→ **Exercise brief**: Return the material below as a JSON list of strings, one per line and skipping blank lines, from the start of the material up to and including the line with "x=222, y=276".
##########
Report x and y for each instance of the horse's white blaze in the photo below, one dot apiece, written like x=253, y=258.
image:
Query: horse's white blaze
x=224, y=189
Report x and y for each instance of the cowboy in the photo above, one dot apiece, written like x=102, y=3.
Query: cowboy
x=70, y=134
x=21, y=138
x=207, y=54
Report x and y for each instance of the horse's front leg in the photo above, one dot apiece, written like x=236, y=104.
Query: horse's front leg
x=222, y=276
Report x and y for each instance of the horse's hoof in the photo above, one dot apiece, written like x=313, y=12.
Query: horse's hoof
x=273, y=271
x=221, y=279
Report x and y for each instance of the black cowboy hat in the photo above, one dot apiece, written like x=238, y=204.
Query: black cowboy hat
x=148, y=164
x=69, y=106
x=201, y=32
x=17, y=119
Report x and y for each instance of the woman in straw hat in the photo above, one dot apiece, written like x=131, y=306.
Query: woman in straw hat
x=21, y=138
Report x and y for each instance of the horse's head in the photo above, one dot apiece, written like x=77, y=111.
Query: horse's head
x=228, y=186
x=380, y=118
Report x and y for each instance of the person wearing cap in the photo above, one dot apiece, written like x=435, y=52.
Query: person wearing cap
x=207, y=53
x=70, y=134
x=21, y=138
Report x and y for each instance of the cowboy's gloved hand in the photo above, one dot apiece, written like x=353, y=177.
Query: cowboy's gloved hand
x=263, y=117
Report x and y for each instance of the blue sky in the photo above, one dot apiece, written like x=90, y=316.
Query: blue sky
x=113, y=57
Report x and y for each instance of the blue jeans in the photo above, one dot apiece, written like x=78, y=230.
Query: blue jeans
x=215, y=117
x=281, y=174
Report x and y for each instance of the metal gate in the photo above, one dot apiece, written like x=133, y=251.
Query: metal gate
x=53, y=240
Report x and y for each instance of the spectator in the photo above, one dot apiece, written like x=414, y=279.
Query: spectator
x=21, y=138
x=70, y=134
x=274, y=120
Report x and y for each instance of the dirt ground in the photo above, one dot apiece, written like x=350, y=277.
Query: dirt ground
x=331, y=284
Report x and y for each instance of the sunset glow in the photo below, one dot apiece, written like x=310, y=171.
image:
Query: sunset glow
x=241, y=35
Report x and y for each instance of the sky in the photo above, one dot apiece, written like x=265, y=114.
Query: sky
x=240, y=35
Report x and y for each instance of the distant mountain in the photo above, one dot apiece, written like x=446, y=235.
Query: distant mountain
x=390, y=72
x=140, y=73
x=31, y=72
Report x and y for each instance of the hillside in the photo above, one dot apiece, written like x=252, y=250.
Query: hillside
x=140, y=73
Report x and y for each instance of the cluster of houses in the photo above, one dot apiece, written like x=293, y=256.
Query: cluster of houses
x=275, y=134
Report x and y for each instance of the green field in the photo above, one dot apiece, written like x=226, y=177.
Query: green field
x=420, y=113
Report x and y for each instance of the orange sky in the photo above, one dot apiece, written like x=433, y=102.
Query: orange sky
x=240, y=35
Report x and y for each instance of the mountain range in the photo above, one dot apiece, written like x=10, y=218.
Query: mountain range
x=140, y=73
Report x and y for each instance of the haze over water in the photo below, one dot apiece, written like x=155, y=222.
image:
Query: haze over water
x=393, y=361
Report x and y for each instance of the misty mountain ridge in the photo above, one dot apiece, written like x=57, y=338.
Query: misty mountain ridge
##########
→ **Task result**:
[
  "Report x and y for each instance of the horse's white blaze in the photo below, one dot apiece, written like x=253, y=258.",
  "image:",
  "Query: horse's white blaze",
  "x=224, y=189",
  "Report x and y for each instance of the cowboy in the photo above, one dot apiece, written like x=102, y=3.",
  "Query: cowboy",
  "x=70, y=134",
  "x=21, y=138",
  "x=207, y=54",
  "Report x and y for each instance of the horse's front leg in the photo above, one dot apiece, written like x=236, y=104.",
  "Query: horse's front leg",
  "x=222, y=276"
]